The problem: Check each line of the records for "find"; collect those that have it.

*** Materials provided ***

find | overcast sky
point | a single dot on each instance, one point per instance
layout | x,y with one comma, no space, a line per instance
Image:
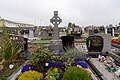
80,12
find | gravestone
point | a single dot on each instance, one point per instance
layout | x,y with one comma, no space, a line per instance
44,34
99,43
94,43
56,43
67,42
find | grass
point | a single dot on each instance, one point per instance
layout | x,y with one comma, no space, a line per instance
41,41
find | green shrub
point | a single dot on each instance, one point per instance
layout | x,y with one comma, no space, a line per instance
76,73
31,75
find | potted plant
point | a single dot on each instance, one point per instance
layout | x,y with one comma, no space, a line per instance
76,73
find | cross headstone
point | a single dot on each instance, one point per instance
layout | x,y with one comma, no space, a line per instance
56,43
55,21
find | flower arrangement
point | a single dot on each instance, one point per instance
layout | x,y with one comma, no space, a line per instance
27,67
30,75
117,40
54,74
76,73
57,67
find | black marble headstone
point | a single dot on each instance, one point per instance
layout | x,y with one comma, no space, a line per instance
94,43
67,41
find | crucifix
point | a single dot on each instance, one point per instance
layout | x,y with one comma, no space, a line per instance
56,43
55,21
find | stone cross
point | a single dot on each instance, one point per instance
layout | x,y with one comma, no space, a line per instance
55,21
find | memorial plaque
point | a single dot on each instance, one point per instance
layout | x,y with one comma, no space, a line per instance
94,43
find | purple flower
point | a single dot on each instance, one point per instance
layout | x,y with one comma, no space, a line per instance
78,59
27,67
82,64
48,64
42,79
58,64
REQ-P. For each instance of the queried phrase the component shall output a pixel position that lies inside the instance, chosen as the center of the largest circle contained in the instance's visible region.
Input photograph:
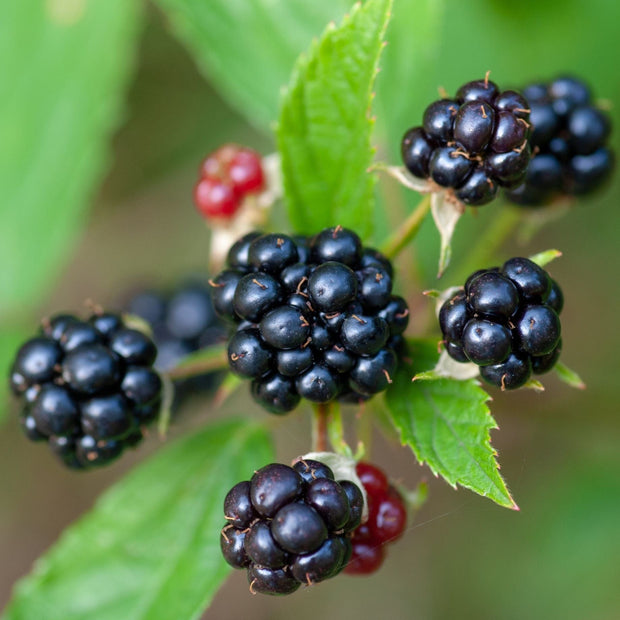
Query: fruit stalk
(320, 427)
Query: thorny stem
(319, 428)
(409, 229)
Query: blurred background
(463, 557)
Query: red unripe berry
(216, 164)
(215, 198)
(246, 172)
(374, 480)
(365, 559)
(388, 517)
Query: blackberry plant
(88, 388)
(570, 138)
(317, 314)
(472, 143)
(314, 318)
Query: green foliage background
(69, 69)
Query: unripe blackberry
(506, 321)
(471, 144)
(85, 386)
(227, 176)
(313, 317)
(287, 526)
(387, 519)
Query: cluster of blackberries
(569, 136)
(315, 317)
(227, 176)
(289, 525)
(183, 321)
(387, 520)
(88, 387)
(506, 321)
(472, 143)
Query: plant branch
(409, 229)
(319, 427)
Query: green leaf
(544, 258)
(249, 47)
(568, 376)
(150, 548)
(9, 343)
(447, 424)
(65, 68)
(202, 361)
(325, 124)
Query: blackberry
(313, 318)
(387, 519)
(290, 525)
(472, 144)
(506, 320)
(261, 547)
(570, 136)
(275, 393)
(86, 387)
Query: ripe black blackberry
(313, 318)
(569, 140)
(506, 321)
(473, 143)
(88, 387)
(290, 526)
(183, 321)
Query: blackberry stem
(204, 361)
(335, 430)
(494, 237)
(408, 230)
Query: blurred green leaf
(325, 124)
(568, 376)
(9, 342)
(65, 68)
(150, 548)
(249, 47)
(447, 424)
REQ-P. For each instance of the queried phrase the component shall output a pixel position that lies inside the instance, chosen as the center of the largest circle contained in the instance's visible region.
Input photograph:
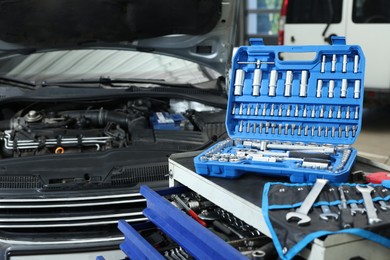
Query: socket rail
(198, 241)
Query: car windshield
(95, 63)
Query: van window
(371, 11)
(314, 11)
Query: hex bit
(293, 129)
(356, 64)
(267, 125)
(339, 112)
(280, 110)
(254, 128)
(248, 110)
(356, 91)
(273, 126)
(345, 62)
(264, 110)
(313, 111)
(304, 113)
(303, 85)
(319, 88)
(344, 85)
(334, 60)
(287, 86)
(323, 62)
(322, 111)
(272, 110)
(356, 112)
(272, 83)
(306, 131)
(330, 112)
(239, 82)
(257, 77)
(234, 109)
(354, 129)
(288, 111)
(240, 128)
(331, 89)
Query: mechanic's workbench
(243, 198)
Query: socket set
(295, 118)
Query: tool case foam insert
(295, 118)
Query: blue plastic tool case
(295, 118)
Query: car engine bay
(33, 129)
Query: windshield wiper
(7, 53)
(107, 82)
(22, 83)
(111, 82)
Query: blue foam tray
(312, 106)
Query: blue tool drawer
(295, 118)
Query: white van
(362, 22)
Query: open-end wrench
(327, 213)
(369, 204)
(355, 208)
(384, 205)
(303, 210)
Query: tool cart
(285, 169)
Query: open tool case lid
(318, 100)
(295, 118)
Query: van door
(368, 25)
(313, 21)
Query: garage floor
(374, 139)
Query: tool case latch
(338, 40)
(256, 41)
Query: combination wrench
(303, 210)
(327, 213)
(369, 204)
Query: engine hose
(5, 124)
(100, 117)
(265, 252)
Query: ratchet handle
(346, 218)
(195, 216)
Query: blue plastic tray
(294, 118)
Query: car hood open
(197, 30)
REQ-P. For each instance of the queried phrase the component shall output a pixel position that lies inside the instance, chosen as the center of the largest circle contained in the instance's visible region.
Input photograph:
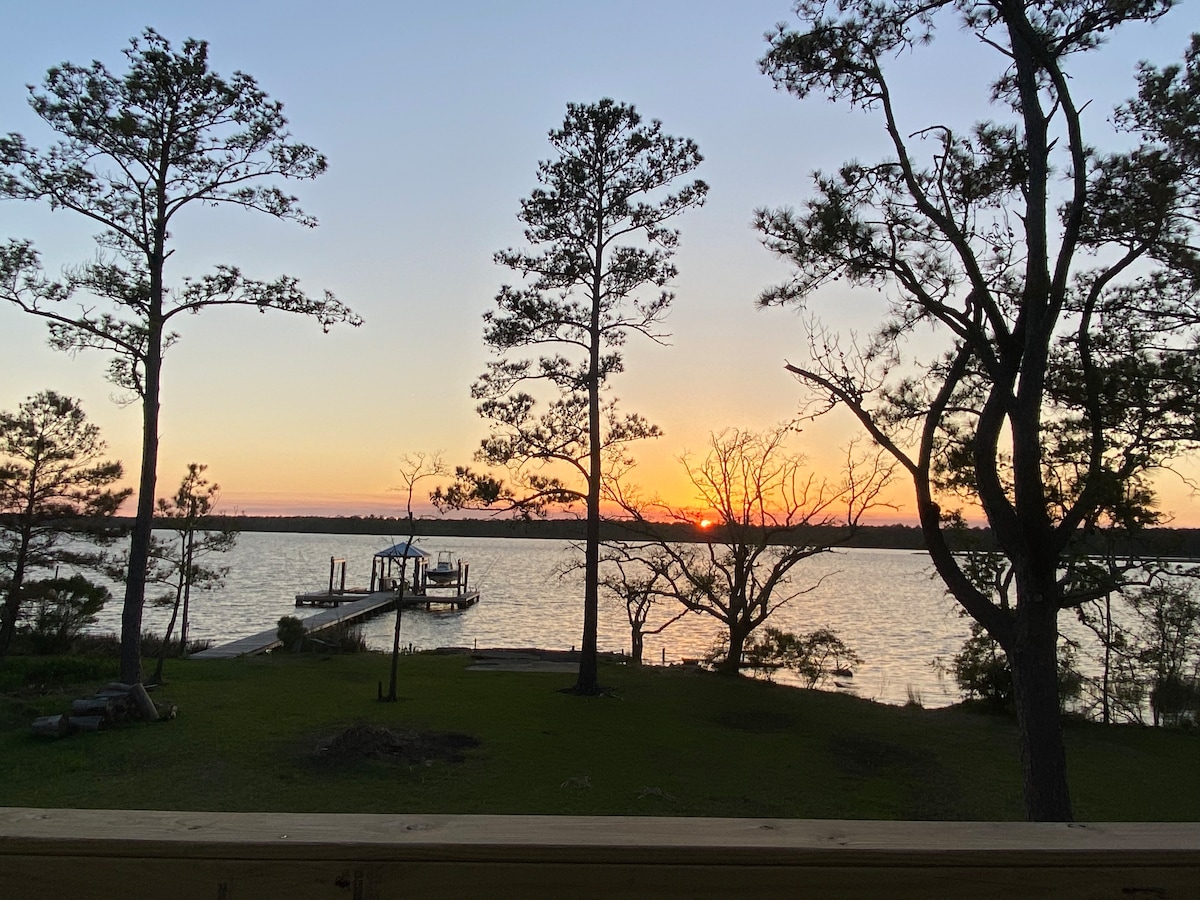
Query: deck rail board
(137, 853)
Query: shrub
(291, 633)
(814, 657)
(61, 609)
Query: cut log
(95, 706)
(143, 703)
(167, 711)
(52, 726)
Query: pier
(347, 611)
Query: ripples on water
(883, 603)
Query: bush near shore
(306, 733)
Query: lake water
(886, 604)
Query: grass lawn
(661, 742)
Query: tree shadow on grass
(930, 791)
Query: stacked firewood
(113, 705)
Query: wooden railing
(131, 855)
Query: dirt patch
(364, 741)
(755, 721)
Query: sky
(433, 118)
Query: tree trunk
(12, 600)
(1035, 665)
(588, 681)
(732, 661)
(143, 525)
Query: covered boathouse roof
(397, 551)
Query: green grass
(661, 742)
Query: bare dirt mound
(365, 741)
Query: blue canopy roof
(401, 550)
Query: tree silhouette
(136, 150)
(1061, 280)
(598, 231)
(52, 469)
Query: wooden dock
(352, 611)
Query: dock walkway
(262, 642)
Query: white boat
(444, 570)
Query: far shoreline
(1161, 543)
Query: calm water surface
(883, 603)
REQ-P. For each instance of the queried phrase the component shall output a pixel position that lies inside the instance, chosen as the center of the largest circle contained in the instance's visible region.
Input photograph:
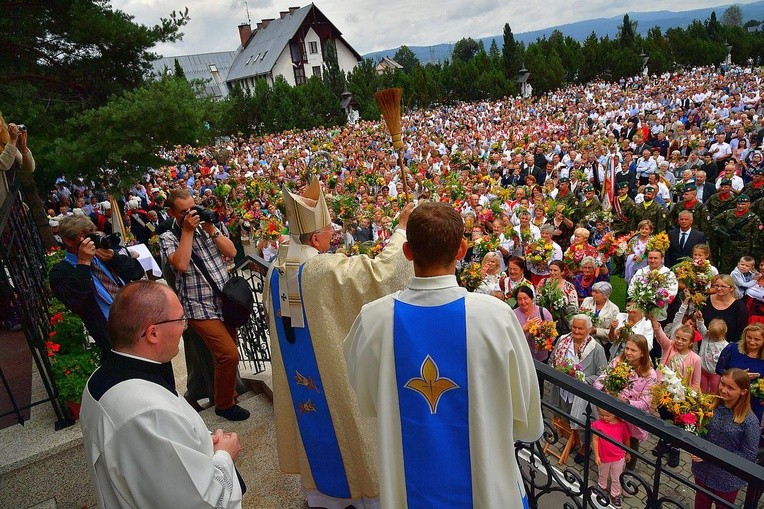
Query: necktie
(104, 278)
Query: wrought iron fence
(652, 484)
(22, 256)
(253, 336)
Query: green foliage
(124, 134)
(733, 16)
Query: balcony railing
(651, 485)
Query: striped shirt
(196, 295)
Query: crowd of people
(559, 197)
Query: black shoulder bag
(238, 299)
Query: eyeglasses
(183, 319)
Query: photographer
(89, 276)
(14, 155)
(191, 233)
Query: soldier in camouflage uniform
(650, 209)
(589, 205)
(623, 222)
(701, 219)
(719, 202)
(740, 233)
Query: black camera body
(206, 215)
(112, 241)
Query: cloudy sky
(372, 25)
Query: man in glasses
(145, 445)
(88, 277)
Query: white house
(292, 45)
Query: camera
(206, 215)
(106, 241)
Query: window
(299, 75)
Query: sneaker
(234, 413)
(673, 457)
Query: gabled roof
(266, 44)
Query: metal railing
(652, 483)
(22, 258)
(253, 336)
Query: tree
(406, 58)
(511, 53)
(627, 32)
(119, 139)
(465, 49)
(733, 16)
(179, 70)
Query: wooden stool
(571, 438)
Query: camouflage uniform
(739, 236)
(655, 213)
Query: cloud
(372, 25)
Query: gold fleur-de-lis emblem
(431, 386)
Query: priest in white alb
(450, 378)
(312, 299)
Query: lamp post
(522, 80)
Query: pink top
(619, 432)
(691, 362)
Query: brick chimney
(245, 32)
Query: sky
(373, 25)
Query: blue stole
(430, 349)
(311, 409)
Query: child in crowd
(744, 276)
(714, 341)
(609, 457)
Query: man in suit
(683, 239)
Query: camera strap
(197, 260)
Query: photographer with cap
(204, 307)
(88, 278)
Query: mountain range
(580, 30)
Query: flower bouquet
(692, 410)
(696, 278)
(539, 254)
(471, 276)
(543, 334)
(659, 242)
(650, 294)
(485, 245)
(617, 378)
(569, 368)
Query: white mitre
(305, 214)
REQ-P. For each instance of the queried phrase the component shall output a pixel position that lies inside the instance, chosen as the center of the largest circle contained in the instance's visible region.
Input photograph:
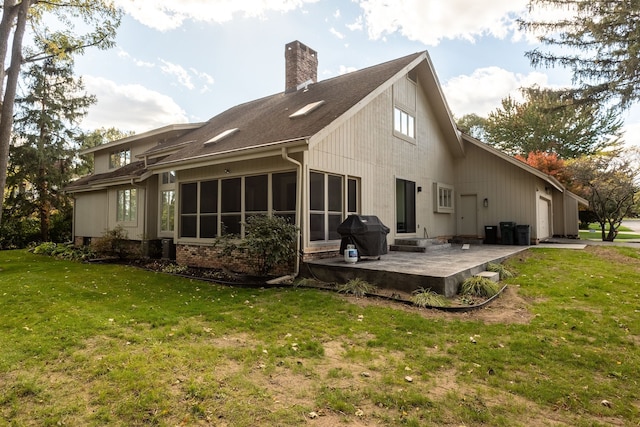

*** End of Materials provided ***

Response area:
find | overcast sky
find | gravestone
find | grass
find | green shrub
find | potted plant
find | cross headstone
find | flower arrangement
find | black marble headstone
find | crucifix
find | stone cross
find | memorial plaque
find | purple flower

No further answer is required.